▸ **Segmentation annotation records**
○ ○ ○ ○ ○ ○ ○

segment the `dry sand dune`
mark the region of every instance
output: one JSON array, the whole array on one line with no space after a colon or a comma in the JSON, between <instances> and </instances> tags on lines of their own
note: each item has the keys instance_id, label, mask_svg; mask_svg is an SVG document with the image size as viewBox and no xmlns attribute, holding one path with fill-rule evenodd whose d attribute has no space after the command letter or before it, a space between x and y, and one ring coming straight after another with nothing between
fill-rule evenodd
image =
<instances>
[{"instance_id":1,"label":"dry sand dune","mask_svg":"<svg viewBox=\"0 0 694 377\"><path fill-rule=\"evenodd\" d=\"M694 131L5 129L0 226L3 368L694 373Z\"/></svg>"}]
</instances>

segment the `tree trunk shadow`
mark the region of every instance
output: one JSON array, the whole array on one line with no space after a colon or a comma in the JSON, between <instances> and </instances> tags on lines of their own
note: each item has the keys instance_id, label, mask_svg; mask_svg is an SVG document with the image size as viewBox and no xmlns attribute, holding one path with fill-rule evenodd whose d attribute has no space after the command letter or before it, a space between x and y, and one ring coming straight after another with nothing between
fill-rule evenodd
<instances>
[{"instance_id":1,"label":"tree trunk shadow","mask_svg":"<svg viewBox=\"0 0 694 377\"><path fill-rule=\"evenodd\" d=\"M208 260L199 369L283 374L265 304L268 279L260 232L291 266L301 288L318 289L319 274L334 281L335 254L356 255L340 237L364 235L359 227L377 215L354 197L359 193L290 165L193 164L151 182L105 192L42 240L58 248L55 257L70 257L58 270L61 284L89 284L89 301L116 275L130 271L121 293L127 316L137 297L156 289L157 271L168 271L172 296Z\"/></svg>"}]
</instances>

○ ○ ○ ○ ○ ○ ○

▸ **Set problem**
Format every line of these records as a Markdown table with the columns Row and Line, putting a running row number in the first column and the line itself in the second. Leave out blank lines.

▸ **The response**
| Row | Line |
|---|---|
| 1 | segment the `dry sand dune` |
| 2 | mark the region of every instance |
| 3 | output: one JSON array, the whole array on one line with no space after a colon or a comma in the JSON, between <instances> and </instances> tags on lines of their own |
| 4 | note: each item has the keys instance_id, label, mask_svg; mask_svg is an SVG document with the image size as viewBox and no xmlns attribute, holding one path with fill-rule evenodd whose d attribute has no space after the command letter or before it, a space between x and y, and one ring coming straight after another with nothing between |
| 5 | fill-rule evenodd |
| 6 | image = |
| 7 | <instances> |
| 8 | [{"instance_id":1,"label":"dry sand dune","mask_svg":"<svg viewBox=\"0 0 694 377\"><path fill-rule=\"evenodd\" d=\"M694 131L5 129L0 226L3 368L694 373Z\"/></svg>"}] |
| 9 | </instances> |
| 10 | segment the `tree trunk shadow` |
| 11 | mark the region of every instance |
| 12 | output: one JSON array, the whole array on one line with no space after a colon or a comma in the JSON, between <instances> and </instances> tags on lines of their own |
| 13 | note: each item has the keys instance_id, label, mask_svg; mask_svg is an SVG document with the image size as viewBox and no xmlns attribute, holding one path with fill-rule evenodd whose d attribute has no space after the command letter or before it, a space between x and y, and one ring coming straight after another with nothing between |
| 14 | fill-rule evenodd |
| 15 | <instances> |
| 16 | [{"instance_id":1,"label":"tree trunk shadow","mask_svg":"<svg viewBox=\"0 0 694 377\"><path fill-rule=\"evenodd\" d=\"M208 260L199 369L283 374L265 304L268 279L260 232L291 266L301 288L318 289L319 274L334 281L335 254L356 255L340 237L364 235L359 227L377 215L354 197L359 193L290 165L193 164L151 182L105 192L42 240L58 248L55 257L70 257L58 270L61 284L89 284L89 301L116 275L130 271L121 293L127 316L137 297L156 289L157 271L168 271L172 296Z\"/></svg>"}] |
| 17 | </instances> |